_EXERCISE_:
Convert every line of the listing below into a Markdown table with the columns No. and Line, skipping blank lines. Leave the pictures out of the answer.

----------

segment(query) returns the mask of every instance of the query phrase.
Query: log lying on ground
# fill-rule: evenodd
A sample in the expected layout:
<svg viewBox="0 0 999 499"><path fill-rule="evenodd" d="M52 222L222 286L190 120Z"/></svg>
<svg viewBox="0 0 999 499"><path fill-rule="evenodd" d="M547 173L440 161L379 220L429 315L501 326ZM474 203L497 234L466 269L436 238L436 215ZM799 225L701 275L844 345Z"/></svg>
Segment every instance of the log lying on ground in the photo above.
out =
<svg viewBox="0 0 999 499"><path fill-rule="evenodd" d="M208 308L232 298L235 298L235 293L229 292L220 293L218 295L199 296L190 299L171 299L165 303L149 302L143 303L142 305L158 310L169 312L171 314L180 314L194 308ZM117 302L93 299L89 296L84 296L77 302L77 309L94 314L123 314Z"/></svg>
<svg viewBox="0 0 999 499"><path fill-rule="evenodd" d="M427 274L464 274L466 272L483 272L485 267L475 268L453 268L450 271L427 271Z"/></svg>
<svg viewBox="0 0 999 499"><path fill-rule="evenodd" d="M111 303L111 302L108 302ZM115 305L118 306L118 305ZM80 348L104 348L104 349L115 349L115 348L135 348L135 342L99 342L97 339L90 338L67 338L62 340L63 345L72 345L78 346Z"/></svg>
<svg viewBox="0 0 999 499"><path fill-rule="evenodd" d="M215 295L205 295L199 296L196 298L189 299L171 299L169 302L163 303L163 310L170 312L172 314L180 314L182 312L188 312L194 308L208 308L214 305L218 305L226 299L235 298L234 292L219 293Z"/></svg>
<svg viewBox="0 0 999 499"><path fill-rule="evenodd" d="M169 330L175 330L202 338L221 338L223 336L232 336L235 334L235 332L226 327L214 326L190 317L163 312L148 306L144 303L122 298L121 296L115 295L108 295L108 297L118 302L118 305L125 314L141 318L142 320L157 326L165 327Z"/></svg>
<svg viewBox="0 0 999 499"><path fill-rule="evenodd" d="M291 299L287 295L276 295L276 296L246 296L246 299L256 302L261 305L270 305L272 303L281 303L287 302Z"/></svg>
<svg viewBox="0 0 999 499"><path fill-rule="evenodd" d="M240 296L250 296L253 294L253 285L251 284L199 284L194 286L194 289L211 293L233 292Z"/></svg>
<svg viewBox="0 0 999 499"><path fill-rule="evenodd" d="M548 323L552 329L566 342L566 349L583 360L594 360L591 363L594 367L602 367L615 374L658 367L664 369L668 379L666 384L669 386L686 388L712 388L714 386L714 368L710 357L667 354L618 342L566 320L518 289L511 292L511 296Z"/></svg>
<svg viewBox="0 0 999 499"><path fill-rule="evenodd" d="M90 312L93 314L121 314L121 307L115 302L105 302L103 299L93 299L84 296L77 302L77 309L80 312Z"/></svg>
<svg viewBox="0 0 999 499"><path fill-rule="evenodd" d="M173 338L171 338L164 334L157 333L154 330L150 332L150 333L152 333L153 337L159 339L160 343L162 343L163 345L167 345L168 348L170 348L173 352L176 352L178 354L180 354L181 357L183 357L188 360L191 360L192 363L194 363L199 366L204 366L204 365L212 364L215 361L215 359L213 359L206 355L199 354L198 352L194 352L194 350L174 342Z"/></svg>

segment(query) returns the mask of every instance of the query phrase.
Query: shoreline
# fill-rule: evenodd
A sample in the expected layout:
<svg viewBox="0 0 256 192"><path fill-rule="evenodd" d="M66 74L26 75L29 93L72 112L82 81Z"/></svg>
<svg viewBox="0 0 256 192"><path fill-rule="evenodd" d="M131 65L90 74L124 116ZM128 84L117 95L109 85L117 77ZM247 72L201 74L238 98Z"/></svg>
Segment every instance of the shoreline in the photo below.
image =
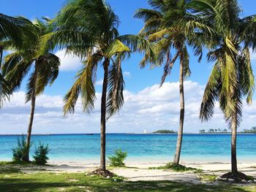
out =
<svg viewBox="0 0 256 192"><path fill-rule="evenodd" d="M206 133L184 133L183 134L187 135L219 135L219 134L230 134L231 132L225 132L225 133L210 133L210 132L206 132ZM256 135L256 133L246 133L246 132L238 132L238 134L252 134L252 135ZM106 133L106 134L135 134L135 135L176 135L177 133L170 133L170 134L162 134L162 133ZM26 134L0 134L0 137L14 137L14 136L26 136ZM60 135L87 135L87 136L91 136L91 135L100 135L100 133L81 133L81 134L32 134L31 136L60 136Z"/></svg>

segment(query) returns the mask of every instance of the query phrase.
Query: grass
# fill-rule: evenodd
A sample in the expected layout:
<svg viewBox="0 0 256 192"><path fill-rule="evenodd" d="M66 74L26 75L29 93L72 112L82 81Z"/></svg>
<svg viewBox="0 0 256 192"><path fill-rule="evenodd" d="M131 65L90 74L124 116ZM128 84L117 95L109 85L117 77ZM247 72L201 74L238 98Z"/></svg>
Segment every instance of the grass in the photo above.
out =
<svg viewBox="0 0 256 192"><path fill-rule="evenodd" d="M217 177L217 176L216 174L203 174L200 175L199 178L201 181L214 182Z"/></svg>
<svg viewBox="0 0 256 192"><path fill-rule="evenodd" d="M83 173L0 174L0 191L255 191L256 187L193 185L170 181L114 181Z"/></svg>
<svg viewBox="0 0 256 192"><path fill-rule="evenodd" d="M168 163L165 166L160 166L157 167L150 167L150 169L171 169L177 172L192 172L194 173L203 173L202 169L187 167L184 165L177 165L173 163Z"/></svg>

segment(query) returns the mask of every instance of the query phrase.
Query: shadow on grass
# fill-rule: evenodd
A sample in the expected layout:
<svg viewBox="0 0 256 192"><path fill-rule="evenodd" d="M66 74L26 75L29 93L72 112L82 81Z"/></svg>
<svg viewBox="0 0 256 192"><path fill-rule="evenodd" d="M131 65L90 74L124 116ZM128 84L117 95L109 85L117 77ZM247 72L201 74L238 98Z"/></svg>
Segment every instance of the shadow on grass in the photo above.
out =
<svg viewBox="0 0 256 192"><path fill-rule="evenodd" d="M6 177L6 176L11 177ZM249 191L231 185L192 185L170 181L113 182L82 174L1 175L0 191Z"/></svg>

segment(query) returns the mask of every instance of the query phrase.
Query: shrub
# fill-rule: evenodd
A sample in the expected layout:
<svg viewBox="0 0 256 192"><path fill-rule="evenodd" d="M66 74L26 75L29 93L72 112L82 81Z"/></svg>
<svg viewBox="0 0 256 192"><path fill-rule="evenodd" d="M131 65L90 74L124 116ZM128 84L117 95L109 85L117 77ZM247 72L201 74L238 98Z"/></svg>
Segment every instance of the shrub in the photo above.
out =
<svg viewBox="0 0 256 192"><path fill-rule="evenodd" d="M127 152L123 152L121 149L115 151L115 155L108 156L111 166L125 166L124 159L127 157Z"/></svg>
<svg viewBox="0 0 256 192"><path fill-rule="evenodd" d="M50 149L48 145L44 145L39 142L38 147L36 147L34 155L33 156L35 164L37 165L45 165L47 164L47 161L49 159L49 158L47 156L49 151Z"/></svg>
<svg viewBox="0 0 256 192"><path fill-rule="evenodd" d="M23 135L18 137L18 146L12 148L12 161L15 162L23 161L24 157L26 156L29 151L26 147L26 138Z"/></svg>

----------

_TASK OUTPUT_:
| No. | Line |
|---|---|
| 1 | segment(query) returns the mask of every instance of the query phrase. |
| 2 | Query: log lying on ground |
| 3 | # fill-rule: evenodd |
| 4 | A sample in the expected layout: |
| 5 | <svg viewBox="0 0 999 499"><path fill-rule="evenodd" d="M52 222L222 286L190 120Z"/></svg> |
| 6 | <svg viewBox="0 0 999 499"><path fill-rule="evenodd" d="M547 173L440 161L379 220L429 315L501 326ZM474 203L497 234L466 269L436 238L436 215ZM799 225L701 275L844 345Z"/></svg> |
| 7 | Segment every instance of the log lying on ground in the photo above. |
| 8 | out = |
| 9 | <svg viewBox="0 0 999 499"><path fill-rule="evenodd" d="M208 308L232 298L235 298L235 293L229 292L220 293L218 295L199 296L190 299L171 299L165 303L149 302L143 303L142 305L158 310L169 312L171 314L180 314L194 308ZM117 302L93 299L89 296L84 296L77 302L77 309L94 314L123 314Z"/></svg> |
| 10 | <svg viewBox="0 0 999 499"><path fill-rule="evenodd" d="M427 274L464 274L466 272L483 272L485 267L475 268L453 268L450 271L427 271Z"/></svg> |
| 11 | <svg viewBox="0 0 999 499"><path fill-rule="evenodd" d="M111 303L111 302L108 302ZM115 305L118 306L118 305ZM80 348L104 348L104 349L115 349L115 348L135 348L135 342L99 342L97 339L90 338L67 338L62 340L63 345L72 345L78 346Z"/></svg> |
| 12 | <svg viewBox="0 0 999 499"><path fill-rule="evenodd" d="M215 295L205 295L199 296L196 298L189 299L171 299L169 302L163 303L163 310L170 312L172 314L180 314L182 312L188 312L194 308L208 308L214 305L218 305L226 299L235 298L234 292L219 293Z"/></svg> |
| 13 | <svg viewBox="0 0 999 499"><path fill-rule="evenodd" d="M169 330L175 330L202 338L221 338L223 336L232 336L235 334L235 332L226 327L214 326L190 317L163 312L148 306L144 303L122 298L121 296L115 295L108 295L108 297L118 302L118 305L125 314L141 318L142 320L157 326L165 327Z"/></svg> |
| 14 | <svg viewBox="0 0 999 499"><path fill-rule="evenodd" d="M291 299L287 295L276 295L276 296L246 296L246 299L256 302L261 305L270 305L272 303L281 303L287 302Z"/></svg> |
| 15 | <svg viewBox="0 0 999 499"><path fill-rule="evenodd" d="M240 296L250 296L253 294L253 285L251 284L199 284L194 286L194 289L211 293L233 292Z"/></svg> |
| 16 | <svg viewBox="0 0 999 499"><path fill-rule="evenodd" d="M548 323L552 329L566 342L566 349L583 360L594 360L591 363L594 367L602 367L615 374L658 367L664 369L668 379L666 384L669 386L686 388L712 388L714 386L714 368L710 357L667 354L618 342L566 320L518 289L511 292L511 296Z"/></svg> |
| 17 | <svg viewBox="0 0 999 499"><path fill-rule="evenodd" d="M90 312L93 314L121 314L121 307L115 302L105 302L103 299L93 299L84 296L77 302L77 309L80 312Z"/></svg> |
| 18 | <svg viewBox="0 0 999 499"><path fill-rule="evenodd" d="M173 338L171 338L164 334L157 333L154 330L150 332L150 333L152 333L153 337L159 339L160 343L162 343L163 345L167 345L168 348L170 348L173 352L176 352L178 354L180 354L181 357L183 357L188 360L191 360L192 363L194 363L199 366L204 366L204 365L212 364L215 361L215 359L213 359L206 355L199 354L198 352L194 352L194 350L174 342Z"/></svg> |
| 19 | segment(query) returns the mask of every instance of the query phrase. |
| 20 | Query: shoreline |
| 21 | # fill-rule: evenodd |
| 22 | A sample in the expected layout: |
| 23 | <svg viewBox="0 0 256 192"><path fill-rule="evenodd" d="M66 74L26 75L29 93L72 112L82 81Z"/></svg> |
| 24 | <svg viewBox="0 0 256 192"><path fill-rule="evenodd" d="M131 65L90 74L124 116ZM128 84L117 95L109 85L117 77ZM247 72L201 74L238 98Z"/></svg> |
| 25 | Segment every instance of the shoreline in the photo below. |
| 26 | image = |
| 27 | out = |
| 28 | <svg viewBox="0 0 256 192"><path fill-rule="evenodd" d="M206 133L184 133L183 134L187 135L219 135L219 134L230 134L231 132L225 132L225 133L210 133L210 132L206 132ZM256 135L256 133L246 133L246 132L238 132L238 134L252 134L252 135ZM106 133L106 134L135 134L135 135L176 135L177 133L170 133L170 134L162 134L162 133ZM26 134L0 134L0 137L14 137L14 136L26 136ZM60 135L87 135L87 136L91 136L91 135L100 135L100 133L81 133L81 134L32 134L31 136L60 136Z"/></svg> |
| 29 | segment(query) returns the mask of every instance of the query phrase. |
| 30 | Query: grass |
| 31 | # fill-rule: evenodd |
| 32 | A sample in the expected layout: |
| 33 | <svg viewBox="0 0 256 192"><path fill-rule="evenodd" d="M66 74L26 75L29 93L72 112L82 81Z"/></svg> |
| 34 | <svg viewBox="0 0 256 192"><path fill-rule="evenodd" d="M131 65L90 74L124 116ZM128 84L117 95L109 85L117 77ZM247 72L201 74L238 98Z"/></svg> |
| 35 | Segment every instance of the grass in the photo above. |
| 36 | out = |
| 37 | <svg viewBox="0 0 256 192"><path fill-rule="evenodd" d="M217 177L217 176L216 174L203 174L200 175L199 178L201 181L214 182Z"/></svg> |
| 38 | <svg viewBox="0 0 256 192"><path fill-rule="evenodd" d="M83 173L0 174L0 191L255 191L256 187L193 185L170 181L114 181Z"/></svg> |
| 39 | <svg viewBox="0 0 256 192"><path fill-rule="evenodd" d="M168 163L165 166L160 166L157 167L150 167L150 169L171 169L177 172L192 172L194 173L203 173L202 169L187 167L184 165L177 165L173 163Z"/></svg> |
| 40 | segment(query) returns the mask of every instance of the query phrase. |
| 41 | Query: shadow on grass |
| 42 | # fill-rule: evenodd |
| 43 | A sample in the expected layout: |
| 44 | <svg viewBox="0 0 256 192"><path fill-rule="evenodd" d="M66 74L26 75L29 93L72 112L82 81Z"/></svg> |
| 45 | <svg viewBox="0 0 256 192"><path fill-rule="evenodd" d="M131 65L90 74L124 116ZM128 84L117 95L109 85L117 77ZM247 72L201 74L238 98Z"/></svg> |
| 46 | Segment every instance of the shadow on grass in the photo above. |
| 47 | out = |
| 48 | <svg viewBox="0 0 256 192"><path fill-rule="evenodd" d="M6 177L6 176L11 177ZM249 191L231 185L192 185L170 181L113 182L82 174L1 175L0 191Z"/></svg> |
| 49 | segment(query) returns the mask of every instance of the query phrase. |
| 50 | Query: shrub |
| 51 | # fill-rule: evenodd |
| 52 | A sample in the expected layout: |
| 53 | <svg viewBox="0 0 256 192"><path fill-rule="evenodd" d="M66 74L26 75L29 93L72 112L82 81Z"/></svg> |
| 54 | <svg viewBox="0 0 256 192"><path fill-rule="evenodd" d="M131 65L90 74L124 116ZM128 84L117 95L109 85L117 77ZM247 72L201 74L238 98Z"/></svg> |
| 55 | Segment every instance of the shrub in the photo above. |
| 56 | out = |
| 57 | <svg viewBox="0 0 256 192"><path fill-rule="evenodd" d="M127 152L123 152L121 149L115 151L115 155L108 156L111 166L125 166L124 159L127 157Z"/></svg> |
| 58 | <svg viewBox="0 0 256 192"><path fill-rule="evenodd" d="M50 149L48 145L44 145L39 142L38 147L36 147L34 155L33 156L35 164L37 165L45 165L47 164L47 161L49 159L49 158L47 156L49 151Z"/></svg> |
| 59 | <svg viewBox="0 0 256 192"><path fill-rule="evenodd" d="M23 135L18 137L18 146L12 148L12 161L15 162L23 161L24 157L26 156L29 151L26 147L26 138Z"/></svg> |